La désinformation, hélas, ne s’arrête pas là. Elle concerne aussi bien l’utilisation des métaux rares - on en utilise souvent dans les éoliennes maritimes pour des raisons de légèreté et de fiabilité - que l’impact sur la biodiversité. Dans son livre Eoliennes, la face noire de la transition écologique, Fabien Bouglé intitule l’un de ses chapitres : "Les animaux en grand danger !" Or jusqu’ici, concernant les grandes causes de mortalité des oiseaux, les ONG évoquent les pesticides, la chasse, les pare-brise, les vitres des immeubles ou les chats sauvages, mais certainement pas les éoliennes.

Vous consacrez également un chapitre au photovoltaïque. Ce domaine souffre-t-il lui aussi d’attaques injustifiées ?

Oui. Quand j’ai commencé le livre, je ne m’attendais pas à ce que ce type de solution soit autant attaquée. Et pourtant. La gauche nous dit par exemple que le photovoltaïque, c’est bien mais sur les toits, pas dans un champ ou sur une exploitation forestière. Ils n’ont sans doute pas bien regardé les chiffres, car pour aboutir au tout-renouvelable en 2050, nous aurons besoin de 200 000 à 250 000 hectares de photovoltaïque, dans l’hypothèse où l'on installe tout au sol et rien sur les toits. Cela représente le quart de la surface dédiée au biocarburant, ce qui est loin d’être gigantesque.
_____
**Consigne de l'exercice:**
Poursuivez l'entretien ci-dessus sur l'éolien et le photovoltaïque, en reprenant juste après sa dernière phrase.

Données d'annotation pour la localisation d'objets
_____
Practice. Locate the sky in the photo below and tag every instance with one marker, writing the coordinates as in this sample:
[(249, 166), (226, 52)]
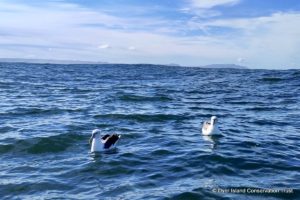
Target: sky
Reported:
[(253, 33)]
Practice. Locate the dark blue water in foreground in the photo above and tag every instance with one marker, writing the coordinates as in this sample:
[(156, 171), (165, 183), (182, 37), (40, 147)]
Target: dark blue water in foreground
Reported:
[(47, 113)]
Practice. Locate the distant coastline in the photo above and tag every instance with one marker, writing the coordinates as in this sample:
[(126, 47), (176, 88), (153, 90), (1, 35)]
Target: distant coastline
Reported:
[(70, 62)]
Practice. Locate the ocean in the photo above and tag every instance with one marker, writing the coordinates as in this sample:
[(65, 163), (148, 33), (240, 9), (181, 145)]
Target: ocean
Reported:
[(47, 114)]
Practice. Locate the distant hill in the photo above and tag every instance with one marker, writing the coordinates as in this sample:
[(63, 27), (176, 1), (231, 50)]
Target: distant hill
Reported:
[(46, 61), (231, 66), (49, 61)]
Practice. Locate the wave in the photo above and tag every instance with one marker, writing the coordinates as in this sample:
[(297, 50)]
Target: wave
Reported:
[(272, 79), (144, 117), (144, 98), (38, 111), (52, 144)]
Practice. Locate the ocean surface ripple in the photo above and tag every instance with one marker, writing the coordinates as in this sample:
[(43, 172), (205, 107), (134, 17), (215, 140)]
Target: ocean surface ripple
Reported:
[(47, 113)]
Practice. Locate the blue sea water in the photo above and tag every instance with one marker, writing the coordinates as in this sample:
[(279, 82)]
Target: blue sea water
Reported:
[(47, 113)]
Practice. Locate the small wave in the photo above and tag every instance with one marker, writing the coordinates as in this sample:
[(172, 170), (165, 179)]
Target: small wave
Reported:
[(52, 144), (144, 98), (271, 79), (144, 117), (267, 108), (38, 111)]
_____
**Exercice corrigé:**
Autre chiffre intéressant : d’après mes calculs, avec 1 hectare de photovoltaïque et des véhicules électriques, je fais 100 fois plus de kilomètres qu’en utilisant les biocarburants de première génération et des voitures thermiques. Cela signifie que les biocarburants manquent d’efficacité, en plus de coûter cher et de jouer en défaveur de la biodiversité en raison des intrants et des pesticides. Malgré tout, le photovoltaïque continue de représenter une grande menace aux yeux d'une partie de la classe politique. Une porte-parole de La France insoumise s’interrogeait récemment : "Qu’allons-nous manger quand nous aurons transformé la moitié de nos champs en centrale solaire" ? Non, il s’agit de 250 000 hectares sur 28 millions de surfaces agricoles utiles. C’est moins de 1 %. Une telle incompréhension est absolument tragique.